(Region pointing data)

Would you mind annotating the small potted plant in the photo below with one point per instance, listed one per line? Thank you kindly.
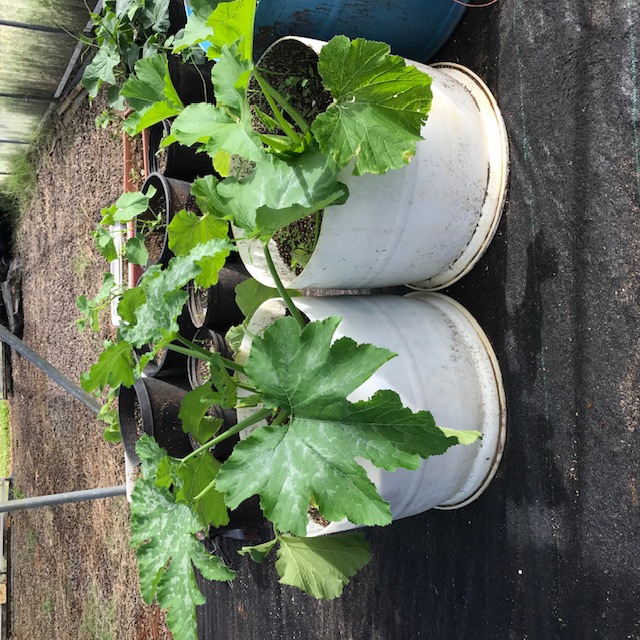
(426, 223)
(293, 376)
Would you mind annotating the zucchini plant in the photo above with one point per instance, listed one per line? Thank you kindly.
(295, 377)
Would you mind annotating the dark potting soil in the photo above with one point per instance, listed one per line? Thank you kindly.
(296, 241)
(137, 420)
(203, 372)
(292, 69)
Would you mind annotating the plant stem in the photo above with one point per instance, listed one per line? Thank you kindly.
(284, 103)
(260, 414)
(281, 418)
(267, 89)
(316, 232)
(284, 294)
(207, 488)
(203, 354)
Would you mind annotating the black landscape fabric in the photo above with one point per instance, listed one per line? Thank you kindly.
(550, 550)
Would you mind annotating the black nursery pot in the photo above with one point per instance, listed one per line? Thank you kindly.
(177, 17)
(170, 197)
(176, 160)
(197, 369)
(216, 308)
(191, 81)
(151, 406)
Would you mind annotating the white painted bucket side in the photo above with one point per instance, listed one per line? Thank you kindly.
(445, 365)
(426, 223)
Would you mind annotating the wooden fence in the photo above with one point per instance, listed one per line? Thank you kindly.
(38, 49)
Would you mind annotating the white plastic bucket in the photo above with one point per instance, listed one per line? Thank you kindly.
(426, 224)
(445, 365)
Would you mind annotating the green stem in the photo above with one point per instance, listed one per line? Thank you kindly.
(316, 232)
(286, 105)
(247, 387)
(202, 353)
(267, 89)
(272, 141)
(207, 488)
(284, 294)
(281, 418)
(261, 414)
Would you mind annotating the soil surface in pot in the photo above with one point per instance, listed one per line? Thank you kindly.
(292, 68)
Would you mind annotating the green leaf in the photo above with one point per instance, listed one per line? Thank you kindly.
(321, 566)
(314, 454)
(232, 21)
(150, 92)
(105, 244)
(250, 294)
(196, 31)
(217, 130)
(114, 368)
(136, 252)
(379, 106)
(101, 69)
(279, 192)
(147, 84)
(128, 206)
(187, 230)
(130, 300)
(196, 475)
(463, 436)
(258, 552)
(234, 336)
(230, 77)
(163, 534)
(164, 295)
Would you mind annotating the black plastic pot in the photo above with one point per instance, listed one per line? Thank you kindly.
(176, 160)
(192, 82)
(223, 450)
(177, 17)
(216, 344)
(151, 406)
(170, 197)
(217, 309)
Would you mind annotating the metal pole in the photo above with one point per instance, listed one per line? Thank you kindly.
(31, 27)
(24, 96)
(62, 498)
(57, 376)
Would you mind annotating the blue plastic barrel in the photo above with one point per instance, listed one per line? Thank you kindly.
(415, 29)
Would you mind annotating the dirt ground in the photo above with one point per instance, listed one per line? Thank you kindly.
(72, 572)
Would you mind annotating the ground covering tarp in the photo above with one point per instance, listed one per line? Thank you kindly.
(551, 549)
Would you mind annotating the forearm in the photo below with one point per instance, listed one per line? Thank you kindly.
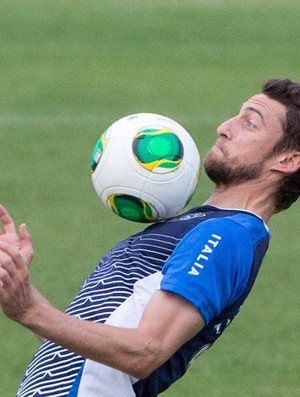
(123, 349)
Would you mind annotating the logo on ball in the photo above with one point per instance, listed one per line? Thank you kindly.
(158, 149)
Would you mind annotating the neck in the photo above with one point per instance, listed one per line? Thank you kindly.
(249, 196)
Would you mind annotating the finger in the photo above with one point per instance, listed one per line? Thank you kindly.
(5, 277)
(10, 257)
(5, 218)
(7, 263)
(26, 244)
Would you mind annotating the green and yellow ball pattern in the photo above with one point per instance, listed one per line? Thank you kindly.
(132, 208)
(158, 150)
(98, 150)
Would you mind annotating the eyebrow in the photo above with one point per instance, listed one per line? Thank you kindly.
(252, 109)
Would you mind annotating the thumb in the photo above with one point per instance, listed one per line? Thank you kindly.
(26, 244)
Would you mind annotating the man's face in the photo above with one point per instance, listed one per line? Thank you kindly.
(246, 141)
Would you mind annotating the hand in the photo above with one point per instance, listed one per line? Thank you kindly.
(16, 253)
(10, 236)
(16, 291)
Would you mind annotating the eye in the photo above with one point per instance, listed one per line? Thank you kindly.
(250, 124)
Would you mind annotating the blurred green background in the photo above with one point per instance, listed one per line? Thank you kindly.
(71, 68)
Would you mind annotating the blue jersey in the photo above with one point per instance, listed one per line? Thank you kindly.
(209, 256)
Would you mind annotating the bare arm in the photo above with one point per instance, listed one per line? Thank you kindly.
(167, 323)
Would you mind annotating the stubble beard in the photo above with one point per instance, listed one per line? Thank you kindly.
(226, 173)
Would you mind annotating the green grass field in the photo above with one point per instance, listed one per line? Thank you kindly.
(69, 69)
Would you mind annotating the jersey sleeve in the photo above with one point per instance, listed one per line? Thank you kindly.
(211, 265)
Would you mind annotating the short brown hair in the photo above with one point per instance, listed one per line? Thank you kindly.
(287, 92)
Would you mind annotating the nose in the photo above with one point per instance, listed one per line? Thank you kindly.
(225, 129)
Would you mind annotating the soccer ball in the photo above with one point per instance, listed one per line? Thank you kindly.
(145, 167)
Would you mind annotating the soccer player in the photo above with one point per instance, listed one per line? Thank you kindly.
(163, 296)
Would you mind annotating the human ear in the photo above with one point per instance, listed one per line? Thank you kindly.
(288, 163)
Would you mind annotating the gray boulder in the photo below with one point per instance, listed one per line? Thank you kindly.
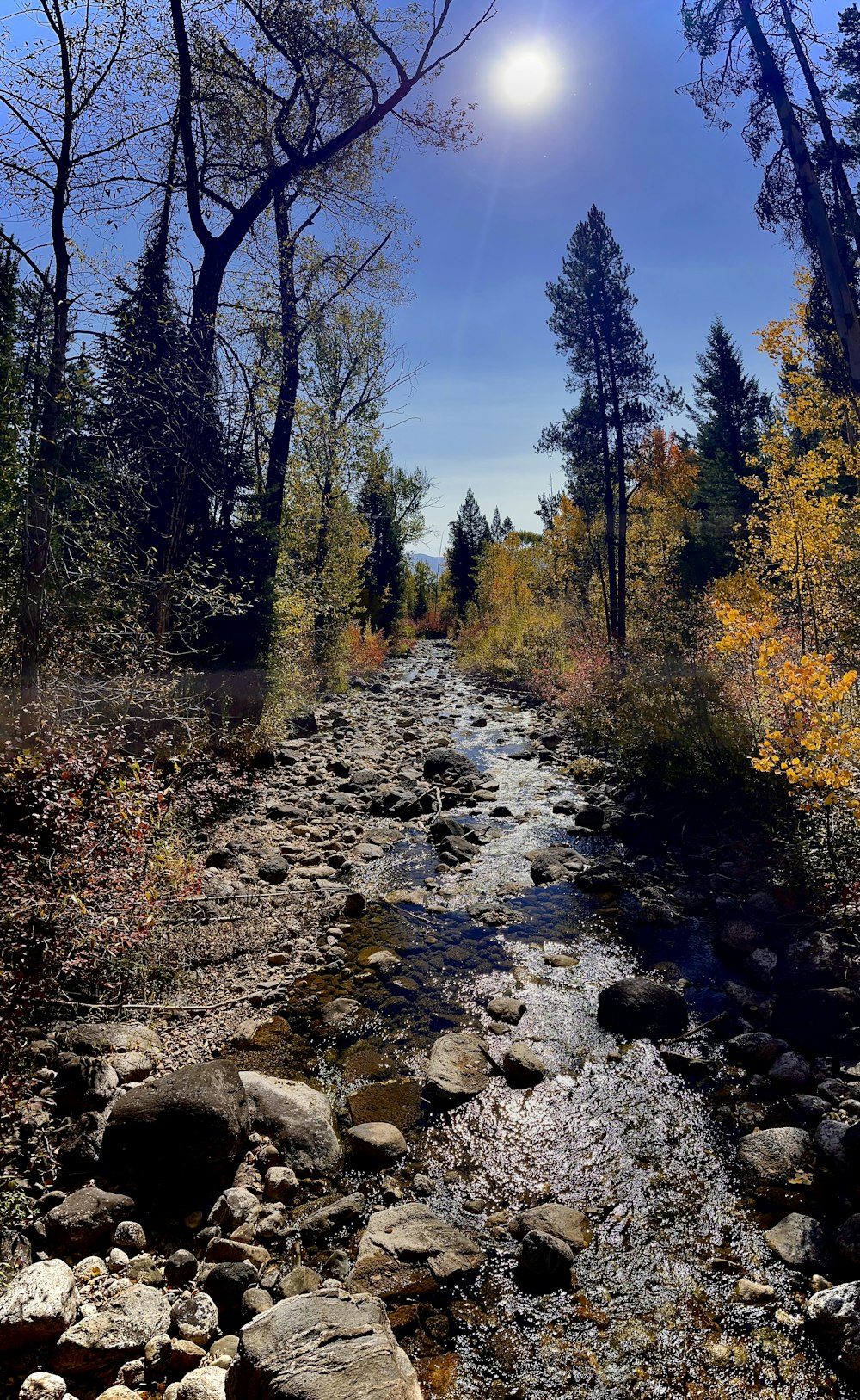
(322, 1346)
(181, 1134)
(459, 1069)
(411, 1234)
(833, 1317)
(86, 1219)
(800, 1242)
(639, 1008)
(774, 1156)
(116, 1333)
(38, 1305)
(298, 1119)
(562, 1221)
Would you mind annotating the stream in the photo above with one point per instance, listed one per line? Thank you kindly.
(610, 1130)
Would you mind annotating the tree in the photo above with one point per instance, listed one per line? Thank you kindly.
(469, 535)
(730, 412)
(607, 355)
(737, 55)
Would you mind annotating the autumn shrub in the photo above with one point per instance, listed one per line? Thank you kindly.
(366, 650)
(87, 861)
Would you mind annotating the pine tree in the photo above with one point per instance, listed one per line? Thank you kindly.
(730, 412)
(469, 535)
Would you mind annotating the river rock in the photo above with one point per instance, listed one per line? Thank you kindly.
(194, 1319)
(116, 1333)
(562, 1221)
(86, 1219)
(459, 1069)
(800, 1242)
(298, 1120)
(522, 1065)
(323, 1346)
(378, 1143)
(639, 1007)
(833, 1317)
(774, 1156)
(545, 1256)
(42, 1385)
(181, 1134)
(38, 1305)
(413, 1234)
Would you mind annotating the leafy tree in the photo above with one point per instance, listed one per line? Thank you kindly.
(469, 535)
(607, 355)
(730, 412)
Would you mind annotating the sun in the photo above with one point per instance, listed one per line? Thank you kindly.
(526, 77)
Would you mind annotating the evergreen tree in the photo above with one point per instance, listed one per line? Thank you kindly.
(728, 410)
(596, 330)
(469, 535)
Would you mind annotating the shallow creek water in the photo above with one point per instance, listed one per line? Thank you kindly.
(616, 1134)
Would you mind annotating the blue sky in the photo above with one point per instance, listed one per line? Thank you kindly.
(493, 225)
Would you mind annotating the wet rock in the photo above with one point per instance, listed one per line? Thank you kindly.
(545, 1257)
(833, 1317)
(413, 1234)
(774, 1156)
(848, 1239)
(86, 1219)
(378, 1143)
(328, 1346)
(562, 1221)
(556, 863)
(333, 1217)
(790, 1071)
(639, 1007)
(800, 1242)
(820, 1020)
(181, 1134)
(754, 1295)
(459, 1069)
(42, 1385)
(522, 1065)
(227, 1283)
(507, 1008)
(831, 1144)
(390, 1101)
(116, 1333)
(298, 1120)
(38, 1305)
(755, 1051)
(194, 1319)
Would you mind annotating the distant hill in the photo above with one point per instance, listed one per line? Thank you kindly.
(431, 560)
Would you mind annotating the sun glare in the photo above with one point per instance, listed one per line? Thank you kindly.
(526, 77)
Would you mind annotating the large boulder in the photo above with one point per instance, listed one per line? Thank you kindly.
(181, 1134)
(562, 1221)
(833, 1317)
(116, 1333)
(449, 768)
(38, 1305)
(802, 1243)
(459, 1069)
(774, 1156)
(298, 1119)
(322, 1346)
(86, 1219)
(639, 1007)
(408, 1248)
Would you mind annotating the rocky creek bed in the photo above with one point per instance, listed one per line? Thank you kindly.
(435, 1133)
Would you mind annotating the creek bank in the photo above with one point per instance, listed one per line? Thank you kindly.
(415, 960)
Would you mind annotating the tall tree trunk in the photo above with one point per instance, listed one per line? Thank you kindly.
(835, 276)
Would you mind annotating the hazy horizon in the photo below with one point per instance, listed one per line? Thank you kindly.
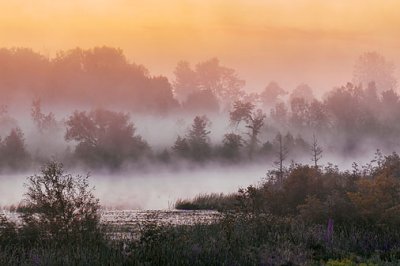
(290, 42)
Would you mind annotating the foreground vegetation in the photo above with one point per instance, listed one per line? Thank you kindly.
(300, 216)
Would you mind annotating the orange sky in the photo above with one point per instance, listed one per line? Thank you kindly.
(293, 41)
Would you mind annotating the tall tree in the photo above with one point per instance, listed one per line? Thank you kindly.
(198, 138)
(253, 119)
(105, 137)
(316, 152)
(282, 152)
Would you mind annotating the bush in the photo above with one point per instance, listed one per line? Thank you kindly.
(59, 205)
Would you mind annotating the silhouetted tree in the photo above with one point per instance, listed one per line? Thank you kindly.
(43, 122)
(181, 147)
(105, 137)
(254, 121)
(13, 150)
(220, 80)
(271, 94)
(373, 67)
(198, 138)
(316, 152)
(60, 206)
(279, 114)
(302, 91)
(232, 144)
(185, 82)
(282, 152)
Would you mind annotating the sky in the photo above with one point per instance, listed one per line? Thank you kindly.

• WHAT YOU WILL DO: Beginning at the line that holds "Would you mind annotating the tall tree in", reproduce each line of the records above down to and including the last one.

• TASK OUTPUT:
Would you mind annotating the tall tree in the photo above with one point per instance, listed one per line? Thank you kindly.
(198, 138)
(253, 119)
(105, 137)
(316, 152)
(282, 152)
Would you mind annotating the bush in the photo above with one point per instance, listed one per line? Thank you kindly.
(59, 205)
Would you mind annotating the silhouetted tree in the photo above with one point per instance, listed one per line? Thank you kindly.
(43, 122)
(181, 147)
(105, 137)
(254, 121)
(13, 150)
(220, 80)
(271, 94)
(373, 67)
(198, 138)
(316, 152)
(60, 206)
(279, 114)
(302, 91)
(232, 144)
(185, 82)
(282, 152)
Would you mind annotating the sky in the photo above with one point per instance, listed one per line? Thank you kindly.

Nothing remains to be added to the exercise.